((
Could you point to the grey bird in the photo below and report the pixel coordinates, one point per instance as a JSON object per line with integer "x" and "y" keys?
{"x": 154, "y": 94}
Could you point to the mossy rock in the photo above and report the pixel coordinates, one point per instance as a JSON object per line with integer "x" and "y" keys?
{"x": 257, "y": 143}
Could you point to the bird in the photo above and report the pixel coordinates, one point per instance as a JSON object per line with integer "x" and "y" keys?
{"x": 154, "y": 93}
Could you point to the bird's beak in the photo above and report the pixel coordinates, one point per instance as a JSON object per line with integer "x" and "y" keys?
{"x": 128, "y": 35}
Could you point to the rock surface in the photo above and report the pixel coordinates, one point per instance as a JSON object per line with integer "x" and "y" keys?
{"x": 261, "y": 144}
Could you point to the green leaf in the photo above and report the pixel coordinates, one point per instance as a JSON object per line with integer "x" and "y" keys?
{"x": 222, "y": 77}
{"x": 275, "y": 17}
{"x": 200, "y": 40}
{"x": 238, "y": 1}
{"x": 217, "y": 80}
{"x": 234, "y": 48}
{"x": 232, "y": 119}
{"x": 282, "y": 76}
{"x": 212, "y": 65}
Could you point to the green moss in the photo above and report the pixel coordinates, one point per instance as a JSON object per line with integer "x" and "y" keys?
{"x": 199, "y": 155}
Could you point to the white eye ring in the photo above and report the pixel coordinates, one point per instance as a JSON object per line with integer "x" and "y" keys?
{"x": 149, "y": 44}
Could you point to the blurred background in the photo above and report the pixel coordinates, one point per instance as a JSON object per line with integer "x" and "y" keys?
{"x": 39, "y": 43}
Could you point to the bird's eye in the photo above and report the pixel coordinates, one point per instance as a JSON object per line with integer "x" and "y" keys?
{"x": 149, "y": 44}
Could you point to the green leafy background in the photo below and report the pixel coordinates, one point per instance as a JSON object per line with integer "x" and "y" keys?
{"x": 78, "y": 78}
))
- [WHAT IS BEING ASKED]:
The records above must be repeated exactly, every one of them.

- [SOLUTION TO THE EXERCISE]:
Could you point to the grey bird in the photo below and report the pixel coordinates, one point per instance as a JSON object per line with integer "x" and "y" keys?
{"x": 154, "y": 94}
Could you point to the mossy rock in the photo above and report the pixel coordinates, one point per instance as a JSON object per line with integer "x" and "y" keys?
{"x": 257, "y": 143}
Could you point to the bird in the photo above and report the pixel coordinates, one point per instance as a JSON object per line with integer "x" and "y" keys?
{"x": 154, "y": 93}
Could you point to the bird's beak in the photo above and report the pixel coordinates, one point per instance as a JSON object per line with integer "x" and "y" keys?
{"x": 128, "y": 35}
Could you point to the rock surface in the photo above and report the pixel coordinates, one point per instance as a JSON object per line with integer "x" and "y" keys?
{"x": 261, "y": 144}
Could you point to the green leaf in the photo above and report the pixel coordinates, one point per instance as a JSON object per line with integer "x" and "y" keys?
{"x": 222, "y": 77}
{"x": 275, "y": 17}
{"x": 200, "y": 40}
{"x": 238, "y": 1}
{"x": 217, "y": 80}
{"x": 234, "y": 48}
{"x": 232, "y": 119}
{"x": 282, "y": 76}
{"x": 212, "y": 65}
Could you point to the green moss in the photo above and report the pixel coordinates, one point per instance as a JSON object per line with integer "x" and "y" keys?
{"x": 199, "y": 155}
Could you point to the white eye ring in the photo above and report the pixel coordinates, one point per instance as a JSON object per line with integer "x" and "y" keys?
{"x": 149, "y": 44}
Could you point to the blurred background in the photo above and report the pixel coordinates, one point per instance as a JSON object per line with integer "x" and "y" keys?
{"x": 39, "y": 43}
Could you point to the bird's eye in the photo above and report the pixel coordinates, one point per instance as a JSON object per line with integer "x" and "y" keys?
{"x": 149, "y": 44}
Could you point to the green leafy background in the photo below and report the pixel coordinates, one point per instance as a JSON object per line with integer "x" and "y" keys?
{"x": 78, "y": 78}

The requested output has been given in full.